» Exercise details
Rewrite each of the following entries with "photo" swapped for "image" everywhere it occurs, leaving everything else unchanged. Omit the pictures from your output.

» Data for this task
---*---
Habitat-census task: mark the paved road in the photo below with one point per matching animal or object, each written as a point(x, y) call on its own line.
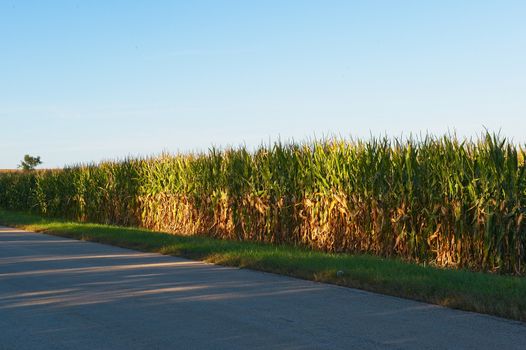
point(58, 293)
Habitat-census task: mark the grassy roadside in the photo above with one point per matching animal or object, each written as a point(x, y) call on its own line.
point(486, 293)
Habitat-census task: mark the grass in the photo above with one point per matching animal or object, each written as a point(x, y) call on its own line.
point(493, 294)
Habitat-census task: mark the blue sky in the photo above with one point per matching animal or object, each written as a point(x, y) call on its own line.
point(90, 80)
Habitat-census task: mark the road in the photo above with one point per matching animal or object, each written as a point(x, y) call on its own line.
point(58, 293)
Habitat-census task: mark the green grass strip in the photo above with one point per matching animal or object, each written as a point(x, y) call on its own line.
point(494, 294)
---*---
» Solution
Habitat-census task: mark the paved road in the image below with one point per matching animal or object, each written as a point(x, y) call on its own line.
point(58, 293)
Habitat-census task: mark the grassy roadside in the image above with one point per matching animal or object, each written as a point(x, y) call on its own line.
point(486, 293)
Habitat-census task: mark the grass in the image above with one point per matching animal or object, each written as a point(x, y) call on its own line.
point(493, 294)
Habitat-census task: mark the blue sky in the image above with one point per matching animal or object, each written as a point(x, y) call on its own line.
point(90, 80)
Habitat-census task: mark the road in the image above with one point per matching animal or object, each written as a point(x, y) call on its own line.
point(58, 293)
Habitat-census task: mark the green grass strip in the image above with one point per matching animal or object, each written as a point(x, y) call on its own line.
point(494, 294)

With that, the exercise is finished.